*What the task asks:* Copy verbatim every line from the one containing "Where can you see the cave" through the end of the entries, including both of those ends.

Extracted data entries:
───

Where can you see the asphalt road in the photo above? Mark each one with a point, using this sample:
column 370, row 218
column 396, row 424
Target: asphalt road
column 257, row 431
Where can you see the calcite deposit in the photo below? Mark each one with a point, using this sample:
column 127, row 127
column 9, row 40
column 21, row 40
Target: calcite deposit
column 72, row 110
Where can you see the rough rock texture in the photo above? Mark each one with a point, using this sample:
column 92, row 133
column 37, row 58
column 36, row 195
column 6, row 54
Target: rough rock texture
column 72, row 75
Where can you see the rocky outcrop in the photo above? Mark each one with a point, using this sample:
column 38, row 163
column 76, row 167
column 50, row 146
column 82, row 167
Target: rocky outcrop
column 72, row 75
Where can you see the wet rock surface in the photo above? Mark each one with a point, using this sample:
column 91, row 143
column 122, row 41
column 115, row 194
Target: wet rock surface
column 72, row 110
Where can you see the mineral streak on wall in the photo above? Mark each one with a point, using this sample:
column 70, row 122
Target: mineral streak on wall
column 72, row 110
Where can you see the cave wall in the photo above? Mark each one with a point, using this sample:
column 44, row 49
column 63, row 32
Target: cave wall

───

*Answer to this exercise:*
Where can you see the cave wall in the photo above? Mark each one with a point, using this sample:
column 44, row 49
column 63, row 32
Target: cave wall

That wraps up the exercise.